• _REQUEST_:
Omit every picture and return the rest of the data unaltered.
>> START
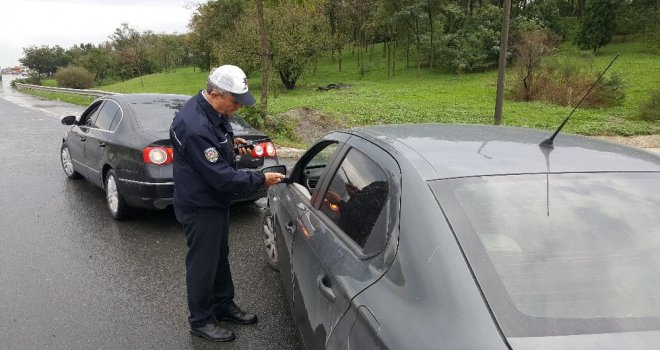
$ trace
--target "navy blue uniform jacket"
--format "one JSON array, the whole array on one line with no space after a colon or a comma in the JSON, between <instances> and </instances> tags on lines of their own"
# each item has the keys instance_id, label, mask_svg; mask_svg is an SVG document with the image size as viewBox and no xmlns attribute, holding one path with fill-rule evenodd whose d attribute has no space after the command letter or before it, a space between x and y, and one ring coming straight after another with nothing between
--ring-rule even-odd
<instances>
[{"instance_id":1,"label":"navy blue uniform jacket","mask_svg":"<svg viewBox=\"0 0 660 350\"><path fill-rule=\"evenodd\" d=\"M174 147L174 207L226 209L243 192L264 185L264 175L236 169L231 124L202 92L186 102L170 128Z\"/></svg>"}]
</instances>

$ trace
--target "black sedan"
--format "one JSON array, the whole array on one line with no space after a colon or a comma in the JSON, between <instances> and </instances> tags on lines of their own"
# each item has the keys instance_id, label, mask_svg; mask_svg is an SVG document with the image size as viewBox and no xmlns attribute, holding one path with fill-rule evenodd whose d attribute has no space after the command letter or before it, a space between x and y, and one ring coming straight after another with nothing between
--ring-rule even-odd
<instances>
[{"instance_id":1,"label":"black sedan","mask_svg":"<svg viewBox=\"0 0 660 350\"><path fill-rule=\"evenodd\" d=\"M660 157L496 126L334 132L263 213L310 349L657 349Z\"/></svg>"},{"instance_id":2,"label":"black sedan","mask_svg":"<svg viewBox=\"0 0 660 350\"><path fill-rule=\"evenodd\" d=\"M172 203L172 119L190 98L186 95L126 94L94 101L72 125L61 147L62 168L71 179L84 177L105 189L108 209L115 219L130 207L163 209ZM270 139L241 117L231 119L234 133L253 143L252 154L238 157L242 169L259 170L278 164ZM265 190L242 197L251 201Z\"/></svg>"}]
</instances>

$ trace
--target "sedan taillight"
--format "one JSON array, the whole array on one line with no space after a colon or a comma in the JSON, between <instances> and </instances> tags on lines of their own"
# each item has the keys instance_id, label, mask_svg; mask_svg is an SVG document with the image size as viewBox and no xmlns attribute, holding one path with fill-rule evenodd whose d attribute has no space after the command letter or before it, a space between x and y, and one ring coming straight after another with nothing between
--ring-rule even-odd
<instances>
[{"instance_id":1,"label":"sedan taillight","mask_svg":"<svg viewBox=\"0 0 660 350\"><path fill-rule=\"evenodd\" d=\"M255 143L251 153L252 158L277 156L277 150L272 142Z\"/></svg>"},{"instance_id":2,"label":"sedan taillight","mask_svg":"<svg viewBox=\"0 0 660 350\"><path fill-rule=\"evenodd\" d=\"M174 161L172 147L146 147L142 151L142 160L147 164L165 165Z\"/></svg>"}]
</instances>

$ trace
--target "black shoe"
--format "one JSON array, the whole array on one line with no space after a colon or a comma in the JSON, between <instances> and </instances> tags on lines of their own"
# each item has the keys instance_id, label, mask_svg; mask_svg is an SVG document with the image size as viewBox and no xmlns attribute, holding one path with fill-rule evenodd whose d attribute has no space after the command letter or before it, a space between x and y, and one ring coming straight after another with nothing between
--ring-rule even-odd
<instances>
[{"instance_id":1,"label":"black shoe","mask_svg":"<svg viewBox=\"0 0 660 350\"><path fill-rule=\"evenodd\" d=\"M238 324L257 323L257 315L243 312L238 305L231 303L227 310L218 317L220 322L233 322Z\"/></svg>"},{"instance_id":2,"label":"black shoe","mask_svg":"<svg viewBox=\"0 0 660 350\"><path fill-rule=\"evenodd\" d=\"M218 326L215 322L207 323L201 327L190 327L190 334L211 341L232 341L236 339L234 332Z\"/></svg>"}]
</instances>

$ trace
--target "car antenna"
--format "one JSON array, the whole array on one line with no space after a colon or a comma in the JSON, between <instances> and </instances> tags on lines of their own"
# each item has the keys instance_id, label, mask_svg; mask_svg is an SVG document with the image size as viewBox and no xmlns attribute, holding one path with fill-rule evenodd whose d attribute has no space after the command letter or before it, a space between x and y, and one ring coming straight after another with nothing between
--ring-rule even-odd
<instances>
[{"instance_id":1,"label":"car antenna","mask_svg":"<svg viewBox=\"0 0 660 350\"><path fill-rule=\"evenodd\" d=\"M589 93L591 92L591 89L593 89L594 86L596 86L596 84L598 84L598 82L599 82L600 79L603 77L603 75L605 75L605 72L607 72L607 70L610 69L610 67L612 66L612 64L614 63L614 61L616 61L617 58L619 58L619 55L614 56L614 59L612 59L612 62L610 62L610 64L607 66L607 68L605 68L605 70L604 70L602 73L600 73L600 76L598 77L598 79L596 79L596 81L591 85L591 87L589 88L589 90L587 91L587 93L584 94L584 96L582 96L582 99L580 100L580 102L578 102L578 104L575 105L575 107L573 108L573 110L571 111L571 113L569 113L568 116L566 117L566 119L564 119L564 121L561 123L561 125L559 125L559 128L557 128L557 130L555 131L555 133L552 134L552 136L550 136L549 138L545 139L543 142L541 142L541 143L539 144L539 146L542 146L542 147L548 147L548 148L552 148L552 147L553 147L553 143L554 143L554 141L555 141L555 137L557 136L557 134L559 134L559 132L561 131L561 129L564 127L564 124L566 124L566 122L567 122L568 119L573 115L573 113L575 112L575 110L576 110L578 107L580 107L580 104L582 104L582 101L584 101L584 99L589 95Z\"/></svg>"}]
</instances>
>> END
• _FULL RESPONSE_:
$ trace
--target "navy blue uniform jacket"
--format "one JSON array, the whole array on one line with no space after a colon or a comma in the JSON, between <instances> and </instances> tags on lines of their own"
# each item has the keys instance_id, label, mask_svg; mask_svg is an SVG document with the image size as viewBox and no xmlns attribute, holding one path with fill-rule evenodd whose d attribute has no space after the command letter or before it, a space between x and y, and one ring coming straight after another with nothing between
--ring-rule even-odd
<instances>
[{"instance_id":1,"label":"navy blue uniform jacket","mask_svg":"<svg viewBox=\"0 0 660 350\"><path fill-rule=\"evenodd\" d=\"M174 147L174 207L226 209L243 192L264 185L264 175L236 169L231 124L202 92L186 102L170 128Z\"/></svg>"}]
</instances>

$ trace
--target "black sedan"
--format "one JSON array, the whole array on one line with no space after a colon or a comma in the JSON, between <instances> and </instances> tags on lines of their own"
# each item has the keys instance_id, label, mask_svg; mask_svg is an SVG document with the image size as viewBox and no xmlns attribute, holding one path with fill-rule evenodd whose d attribute has no space after the command letter or before it, a space between x and y, and one ring coming straight after another with nothing between
--ring-rule even-odd
<instances>
[{"instance_id":1,"label":"black sedan","mask_svg":"<svg viewBox=\"0 0 660 350\"><path fill-rule=\"evenodd\" d=\"M660 157L496 126L334 132L263 213L310 349L657 349Z\"/></svg>"},{"instance_id":2,"label":"black sedan","mask_svg":"<svg viewBox=\"0 0 660 350\"><path fill-rule=\"evenodd\" d=\"M172 203L172 119L190 98L186 95L126 94L94 101L72 125L61 147L62 168L71 179L84 177L105 189L108 209L115 219L130 207L163 209ZM270 139L241 117L231 119L234 133L253 143L252 154L238 157L242 169L259 170L278 164ZM265 190L242 197L251 201Z\"/></svg>"}]
</instances>

$ trace
--target "sedan taillight"
--format "one JSON array, the whole array on one line with no space after a colon or a comma in the JSON, between <instances> and </instances> tags on lines of their own"
# each item has the keys instance_id, label, mask_svg; mask_svg is an SVG document with the image size as viewBox and no xmlns attribute, holding one path with fill-rule evenodd whose d attribute has no space after the command letter or before it, a space between x and y, and one ring coming straight after another with nothing between
--ring-rule even-odd
<instances>
[{"instance_id":1,"label":"sedan taillight","mask_svg":"<svg viewBox=\"0 0 660 350\"><path fill-rule=\"evenodd\" d=\"M255 143L251 153L252 158L277 156L277 150L272 142Z\"/></svg>"},{"instance_id":2,"label":"sedan taillight","mask_svg":"<svg viewBox=\"0 0 660 350\"><path fill-rule=\"evenodd\" d=\"M174 161L172 147L146 147L142 151L142 160L147 164L165 165Z\"/></svg>"}]
</instances>

$ trace
--target "black shoe"
--format "one JSON array, the whole array on one line with no space after a colon or a comma in the JSON, between <instances> and </instances> tags on lines of their own"
# each item has the keys instance_id, label, mask_svg; mask_svg is an SVG document with the image size as viewBox and no xmlns attribute, holding one path with fill-rule evenodd whose d attribute has no space after the command letter or before it, a space between x and y, and one ring coming straight after another with nothing between
--ring-rule even-odd
<instances>
[{"instance_id":1,"label":"black shoe","mask_svg":"<svg viewBox=\"0 0 660 350\"><path fill-rule=\"evenodd\" d=\"M238 324L257 323L257 315L243 312L238 305L231 303L227 310L218 317L220 322L233 322Z\"/></svg>"},{"instance_id":2,"label":"black shoe","mask_svg":"<svg viewBox=\"0 0 660 350\"><path fill-rule=\"evenodd\" d=\"M218 326L215 322L207 323L201 327L190 327L190 334L211 341L232 341L236 339L234 332Z\"/></svg>"}]
</instances>

$ trace
--target "car antenna"
--format "one JSON array, the whole array on one line with no space after a colon or a comma in the JSON, between <instances> and </instances> tags on lines of their own"
# each item has the keys instance_id, label, mask_svg; mask_svg is an SVG document with the image size as viewBox and no xmlns attribute, holding one path with fill-rule evenodd whose d attribute has no space after the command letter or before it, a space between x and y, and one ring coming straight after another with nothing between
--ring-rule even-odd
<instances>
[{"instance_id":1,"label":"car antenna","mask_svg":"<svg viewBox=\"0 0 660 350\"><path fill-rule=\"evenodd\" d=\"M589 93L591 92L591 89L593 89L594 86L596 86L596 84L598 84L598 82L599 82L600 79L603 77L603 75L605 75L605 72L607 72L607 70L610 69L610 67L612 66L612 64L614 63L614 61L616 61L617 58L619 58L619 55L614 56L614 59L612 59L612 62L610 62L610 64L607 66L607 68L605 68L605 70L604 70L602 73L600 73L600 76L598 77L598 79L596 79L596 81L591 85L591 87L589 88L589 90L587 91L587 93L584 94L584 96L582 96L582 99L580 100L580 102L578 102L578 104L575 105L575 107L573 108L573 110L571 111L571 113L569 113L568 116L566 117L566 119L564 119L564 121L561 123L561 125L559 125L559 128L557 128L557 130L555 131L555 133L552 134L552 136L550 136L549 138L545 139L543 142L541 142L541 143L539 144L539 146L542 146L542 147L548 147L548 148L552 148L552 147L553 147L553 143L554 143L554 141L555 141L555 137L557 136L557 134L559 134L559 132L561 131L561 129L564 127L564 124L566 124L566 122L567 122L568 119L573 115L573 113L575 112L575 110L576 110L578 107L580 107L580 104L582 104L582 101L584 101L584 99L589 95Z\"/></svg>"}]
</instances>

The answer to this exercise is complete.